Copy the following passage on building intuition and taste word for word, in full.

(Beginning of Page extract)

Taste also builds through watching others work. You see how a senior colleague navigates a charged public meeting, or how a mentor balances scientific rigor with political reality, and you begin to develop a sense for how you would like to move through similar situations, taking what you like and leaving the rest. Over time, these observations become part of your own repertoire, not as rules to follow, but as examples of what responses are possible, and what responses are good.
Building Endurance: Making Intuition and Taste Learnable
Intuition and taste matter little if they don’t accumulate. Integration is what allows these capacities to compound over time and to become not just individual skills but shared knowledge that strengthens collective judgment.
I believe deliberate reflection practices capture what would otherwise slip away. For instance, in the field, this would look like debriefing not just what was measured but what felt off before you or anyone on your team could name why. In conversation with others, say after a contentious stakeholder meeting, this might look like writing down the moment when the conversation shifted and what you or someone else did (or wish they’d done) in response. These aren’t just mindless, check-the-box, documentation exercises; they’re how we learn to trust our own noticing and refine our sense of what works.
Integration and learning also happens when we make our intuition and taste visible to others. Teaching what you’ve learned forces you to articulate what had been implicit. Mentoring a junior colleague through a difficult decision reveals the chain of reasoning beneath your gut feeling. Sharing a misstep in a team debrief creates permission for others to acknowledge their own uncertainty. Over time, these small acts of transparency build a culture where judgment isn’t mystified but made learnable.

(End of Page extract)
(Beginning of Information shown)

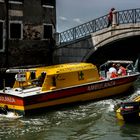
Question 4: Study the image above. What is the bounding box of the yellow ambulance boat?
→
[0,62,139,115]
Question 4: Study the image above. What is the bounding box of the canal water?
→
[0,80,140,140]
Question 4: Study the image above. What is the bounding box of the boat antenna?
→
[5,0,9,69]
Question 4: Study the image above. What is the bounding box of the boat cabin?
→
[9,63,100,91]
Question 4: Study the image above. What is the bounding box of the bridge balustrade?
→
[59,8,140,45]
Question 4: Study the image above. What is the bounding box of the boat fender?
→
[120,102,140,115]
[0,105,8,115]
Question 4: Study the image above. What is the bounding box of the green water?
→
[0,82,140,140]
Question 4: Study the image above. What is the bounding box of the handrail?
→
[59,8,140,44]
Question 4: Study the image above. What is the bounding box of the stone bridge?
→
[54,9,140,64]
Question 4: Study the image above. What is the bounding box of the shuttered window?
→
[10,23,22,39]
[41,0,55,7]
[0,22,3,50]
[43,24,53,39]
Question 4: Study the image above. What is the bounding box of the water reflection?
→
[0,81,140,140]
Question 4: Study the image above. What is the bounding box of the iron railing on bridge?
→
[59,8,140,44]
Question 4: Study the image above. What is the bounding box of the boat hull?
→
[0,75,138,115]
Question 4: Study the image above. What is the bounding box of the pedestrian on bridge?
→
[107,8,115,27]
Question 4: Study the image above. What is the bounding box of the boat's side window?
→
[31,72,36,80]
[78,71,84,80]
[38,72,46,86]
[52,77,56,87]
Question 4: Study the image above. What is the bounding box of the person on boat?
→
[109,64,118,78]
[117,64,127,76]
[107,8,115,27]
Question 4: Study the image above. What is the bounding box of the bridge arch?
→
[54,8,140,63]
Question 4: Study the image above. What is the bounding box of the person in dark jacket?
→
[107,8,115,27]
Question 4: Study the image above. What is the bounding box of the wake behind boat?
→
[0,61,140,115]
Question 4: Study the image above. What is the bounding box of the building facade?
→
[0,0,56,68]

(End of Information shown)

◆ Exercise result
Taste also builds through watching others work. You see how a senior colleague navigates a charged public meeting, or how a mentor balances scientific rigor with political reality, and you begin to develop a sense for how you would like to move through similar situations, taking what you like and leaving the rest. Over time, these observations become part of your own repertoire, not as rules to follow, but as examples of what responses are possible, and what responses are good.
Building Endurance: Making Intuition and Taste Learnable
Intuition and taste matter little if they don’t accumulate. Integration is what allows these capacities to compound over time and to become not just individual skills but shared knowledge that strengthens collective judgment.
I believe deliberate reflection practices capture what would otherwise slip away. For instance, in the field, this would look like debriefing not just what was measured but what felt off before you or anyone on your team could name why. In conversation with others, say after a contentious stakeholder meeting, this might look like writing down the moment when the conversation shifted and what you or someone else did (or wish they’d done) in response. These aren’t just mindless, check-the-box, documentation exercises; they’re how we learn to trust our own noticing and refine our sense of what works.
Integration and learning also happens when we make our intuition and taste visible to others. Teaching what you’ve learned forces you to articulate what had been implicit. Mentoring a junior colleague through a difficult decision reveals the chain of reasoning beneath your gut feeling. Sharing a misstep in a team debrief creates permission for others to acknowledge their own uncertainty. Over time, these small acts of transparency build a culture where judgment isn’t mystified but made learnable.